- **GIVEN TEXT**:
— Begin —

In Western societies nepotism raises legal concerns. Although U.S. laws do not specifically prohibit hiring one's relatives, studies show that between 10 and 40 percent of U.S. companies maintain formal policies prohibiting such a practice. Many of these anti-nepotism rules were instituted in the 1950s with the aim of preventing the hiring of incompetent male relatives of male employees. In the 1960s and 1970s the same rules applied but failed to reflect the change in the workforce as more women entered the job market; females were often the victims of these rules, however, and many were forced to quit.
Nepotism is also tied to discrimination issues and pragmatic concerns. There is substantial debate over whether employers with any form of biased preferences for hiring, including nepotism, can even survive in the business market, ethical issues notwithstanding. On the other hand, a 2006 report noted that approximately one-third of all Fortune 500 firms are family owned, and that family-owned businesses accounted for about half of the country's gross domestic product. In addition, these firms accounted for about three-fifths of all employment, and an even higher proportion of new job creation. The success of these businesses can be viewed as an implicit endorsement of nepotism.

— End —

- **MATERIAL PROVIDED**:
— Begin —

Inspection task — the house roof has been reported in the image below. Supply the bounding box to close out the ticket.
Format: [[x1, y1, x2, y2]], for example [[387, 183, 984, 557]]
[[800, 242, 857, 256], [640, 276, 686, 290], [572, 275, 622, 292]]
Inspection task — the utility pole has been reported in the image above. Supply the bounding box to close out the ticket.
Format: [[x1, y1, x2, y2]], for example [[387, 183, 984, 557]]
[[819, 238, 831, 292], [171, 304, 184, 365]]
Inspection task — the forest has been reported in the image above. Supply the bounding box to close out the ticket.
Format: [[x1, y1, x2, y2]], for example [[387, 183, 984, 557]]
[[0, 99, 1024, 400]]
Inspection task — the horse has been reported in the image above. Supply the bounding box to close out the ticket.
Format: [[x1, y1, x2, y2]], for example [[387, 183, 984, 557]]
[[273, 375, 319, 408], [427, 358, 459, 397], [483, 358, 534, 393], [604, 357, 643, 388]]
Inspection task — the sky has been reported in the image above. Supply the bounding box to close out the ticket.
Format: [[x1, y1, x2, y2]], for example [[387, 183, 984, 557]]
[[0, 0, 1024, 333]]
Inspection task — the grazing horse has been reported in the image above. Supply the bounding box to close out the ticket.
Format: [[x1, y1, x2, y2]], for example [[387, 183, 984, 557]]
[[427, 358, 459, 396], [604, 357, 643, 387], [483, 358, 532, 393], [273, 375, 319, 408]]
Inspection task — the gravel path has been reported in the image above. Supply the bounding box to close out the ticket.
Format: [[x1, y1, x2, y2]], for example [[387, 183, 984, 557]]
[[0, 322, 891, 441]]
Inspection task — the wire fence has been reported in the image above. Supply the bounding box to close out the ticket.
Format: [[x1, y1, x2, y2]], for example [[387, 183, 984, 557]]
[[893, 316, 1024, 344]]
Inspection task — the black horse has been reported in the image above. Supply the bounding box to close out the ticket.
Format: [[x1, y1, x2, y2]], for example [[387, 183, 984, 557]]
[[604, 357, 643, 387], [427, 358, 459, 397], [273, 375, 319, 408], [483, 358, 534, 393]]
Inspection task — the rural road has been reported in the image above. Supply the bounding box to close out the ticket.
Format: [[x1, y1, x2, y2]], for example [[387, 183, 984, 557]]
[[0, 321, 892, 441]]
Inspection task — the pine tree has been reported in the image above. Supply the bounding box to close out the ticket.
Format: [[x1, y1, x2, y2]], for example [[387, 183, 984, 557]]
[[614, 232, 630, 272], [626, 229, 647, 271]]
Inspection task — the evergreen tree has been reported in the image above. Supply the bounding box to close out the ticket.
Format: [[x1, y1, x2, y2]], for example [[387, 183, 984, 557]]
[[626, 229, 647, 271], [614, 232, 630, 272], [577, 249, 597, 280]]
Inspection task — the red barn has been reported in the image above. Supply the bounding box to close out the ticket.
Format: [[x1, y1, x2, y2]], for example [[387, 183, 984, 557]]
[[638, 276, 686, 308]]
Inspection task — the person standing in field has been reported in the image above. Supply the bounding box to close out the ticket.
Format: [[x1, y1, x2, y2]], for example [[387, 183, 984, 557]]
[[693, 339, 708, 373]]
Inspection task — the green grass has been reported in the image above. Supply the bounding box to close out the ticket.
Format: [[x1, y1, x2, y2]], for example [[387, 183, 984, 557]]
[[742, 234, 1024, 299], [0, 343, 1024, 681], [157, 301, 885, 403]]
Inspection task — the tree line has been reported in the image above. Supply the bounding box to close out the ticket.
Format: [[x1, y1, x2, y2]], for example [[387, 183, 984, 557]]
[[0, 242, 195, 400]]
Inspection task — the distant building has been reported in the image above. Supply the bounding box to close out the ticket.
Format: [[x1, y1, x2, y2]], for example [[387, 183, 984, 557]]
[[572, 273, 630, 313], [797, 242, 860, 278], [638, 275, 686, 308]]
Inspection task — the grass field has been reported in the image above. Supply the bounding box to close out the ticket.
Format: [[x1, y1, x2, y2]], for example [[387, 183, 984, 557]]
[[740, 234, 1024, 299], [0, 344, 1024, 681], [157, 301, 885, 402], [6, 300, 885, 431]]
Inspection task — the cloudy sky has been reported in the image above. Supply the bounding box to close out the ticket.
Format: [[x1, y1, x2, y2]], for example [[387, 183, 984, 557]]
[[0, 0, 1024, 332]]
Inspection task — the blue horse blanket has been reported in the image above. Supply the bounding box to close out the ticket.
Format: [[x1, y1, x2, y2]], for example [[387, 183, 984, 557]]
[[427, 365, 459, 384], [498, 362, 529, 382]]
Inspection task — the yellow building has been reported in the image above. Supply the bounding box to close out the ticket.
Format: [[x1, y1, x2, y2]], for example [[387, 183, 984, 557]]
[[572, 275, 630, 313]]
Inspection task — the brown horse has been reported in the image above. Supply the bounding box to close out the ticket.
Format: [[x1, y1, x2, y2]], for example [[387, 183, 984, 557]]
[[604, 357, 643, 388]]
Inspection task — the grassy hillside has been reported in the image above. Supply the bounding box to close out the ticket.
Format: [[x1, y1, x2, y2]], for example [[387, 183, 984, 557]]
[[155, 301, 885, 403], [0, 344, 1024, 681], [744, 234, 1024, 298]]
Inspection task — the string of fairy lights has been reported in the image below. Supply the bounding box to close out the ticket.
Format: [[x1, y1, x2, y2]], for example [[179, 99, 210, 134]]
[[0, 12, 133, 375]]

— End —

- **YOUR TASKS**:
a – According to the nepotism text, what share of U.S. companies have formal policies against hiring relatives?
b – From the nepotism text, write out the passage from "In Western societies" to "forced to quit." word for word.

- **SOLUTIONS TO EACH TASK**:
a – Between 10 and 40 percent.

b –
In Western societies nepotism raises legal concerns. Although U.S. laws do not specifically prohibit hiring one's relatives, studies show that between 10 and 40 percent of U.S. companies maintain formal policies prohibiting such a practice. Many of these anti-nepotism rules were instituted in the 1950s with the aim of preventing the hiring of incompetent male relatives of male employees. In the 1960s and 1970s the same rules applied but failed to reflect the change in the workforce as more women entered the job market; females were often the victims of these rules, however, and many were forced to quit.